* [What you will do]:
Render every line of the data below as a numbered list, leaving out any blank lines.

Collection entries
— start —

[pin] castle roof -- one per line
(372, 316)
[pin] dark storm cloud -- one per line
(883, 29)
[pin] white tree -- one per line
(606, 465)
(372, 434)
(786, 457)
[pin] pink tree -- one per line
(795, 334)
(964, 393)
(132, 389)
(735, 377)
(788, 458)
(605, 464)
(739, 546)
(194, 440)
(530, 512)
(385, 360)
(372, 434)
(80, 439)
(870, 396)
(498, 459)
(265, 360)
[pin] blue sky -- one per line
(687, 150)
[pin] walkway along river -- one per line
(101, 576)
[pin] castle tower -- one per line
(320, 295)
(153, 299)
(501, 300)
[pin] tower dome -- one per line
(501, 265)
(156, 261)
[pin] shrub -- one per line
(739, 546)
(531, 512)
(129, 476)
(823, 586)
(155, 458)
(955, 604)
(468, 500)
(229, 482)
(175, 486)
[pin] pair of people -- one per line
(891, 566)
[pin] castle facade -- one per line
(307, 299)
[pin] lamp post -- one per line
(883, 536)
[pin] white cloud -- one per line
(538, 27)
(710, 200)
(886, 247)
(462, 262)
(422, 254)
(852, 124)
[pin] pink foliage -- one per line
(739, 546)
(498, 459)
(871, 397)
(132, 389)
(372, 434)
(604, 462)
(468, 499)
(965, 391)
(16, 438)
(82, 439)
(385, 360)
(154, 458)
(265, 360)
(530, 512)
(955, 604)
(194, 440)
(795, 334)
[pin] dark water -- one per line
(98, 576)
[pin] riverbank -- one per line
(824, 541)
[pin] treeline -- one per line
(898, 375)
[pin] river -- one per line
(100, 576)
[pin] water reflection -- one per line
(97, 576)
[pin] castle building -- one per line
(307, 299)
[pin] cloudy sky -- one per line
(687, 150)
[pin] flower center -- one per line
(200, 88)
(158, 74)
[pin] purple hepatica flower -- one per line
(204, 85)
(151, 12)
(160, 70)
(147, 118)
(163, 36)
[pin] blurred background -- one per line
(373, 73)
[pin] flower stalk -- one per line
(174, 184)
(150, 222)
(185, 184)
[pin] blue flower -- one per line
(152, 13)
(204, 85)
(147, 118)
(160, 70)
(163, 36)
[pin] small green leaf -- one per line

— end —

* [Result below]:
1. [pin] castle roof -- one per line
2. (372, 316)
3. [pin] dark storm cloud -- one per line
4. (883, 29)
5. [pin] white tree -- one per line
6. (606, 465)
7. (372, 434)
8. (786, 457)
9. [pin] pink tree -- one per line
10. (795, 334)
11. (964, 393)
12. (132, 389)
13. (735, 377)
14. (788, 458)
15. (605, 464)
16. (739, 546)
17. (194, 440)
18. (530, 512)
19. (385, 360)
20. (372, 434)
21. (80, 439)
22. (870, 396)
23. (498, 459)
24. (265, 360)
25. [pin] blue sky -- one per line
26. (687, 150)
27. [pin] walkway along river -- one per line
28. (101, 576)
29. [pin] castle tower -- one per line
30. (320, 295)
31. (153, 299)
32. (501, 300)
33. [pin] tower dome -- one per line
34. (501, 265)
35. (156, 261)
36. [pin] shrub -- one per line
37. (739, 546)
38. (531, 512)
39. (129, 476)
40. (823, 586)
41. (155, 458)
42. (955, 604)
43. (468, 500)
44. (229, 482)
45. (175, 486)
46. [pin] pair of people -- one per line
47. (891, 566)
48. [pin] castle facade -- one per line
49. (307, 299)
50. [pin] lamp post -- one per line
51. (883, 536)
52. [pin] white cloud -- one per line
53. (538, 27)
54. (710, 200)
55. (886, 247)
56. (462, 262)
57. (422, 254)
58. (852, 124)
59. [pin] pink foliage -- one per line
60. (739, 546)
61. (498, 459)
62. (871, 397)
63. (132, 389)
64. (372, 434)
65. (604, 462)
66. (468, 499)
67. (965, 391)
68. (16, 438)
69. (82, 439)
70. (385, 360)
71. (154, 458)
72. (265, 360)
73. (530, 512)
74. (955, 604)
75. (194, 440)
76. (795, 334)
77. [pin] dark water -- one per line
78. (98, 576)
79. [pin] riverbank -- one per line
80. (824, 541)
81. [pin] treeline -- one per line
82. (898, 375)
83. [pin] river -- one per line
84. (100, 576)
85. [pin] water reflection -- one per line
86. (97, 576)
87. [pin] castle building -- one per line
88. (307, 299)
89. [pin] cloudy sky -- one per line
90. (687, 150)
91. [pin] flower center -- one per line
92. (200, 88)
93. (158, 74)
94. [pin] purple hepatica flower -- one per line
95. (204, 85)
96. (151, 12)
97. (160, 70)
98. (147, 118)
99. (163, 36)
100. [pin] blurred background -- one per line
101. (373, 73)
102. [pin] flower stalk -- one per line
103. (174, 184)
104. (150, 222)
105. (185, 184)
106. [pin] blue flower -- one per line
107. (152, 13)
108. (204, 85)
109. (147, 118)
110. (160, 70)
111. (163, 36)
112. [pin] small green leaf -- one per line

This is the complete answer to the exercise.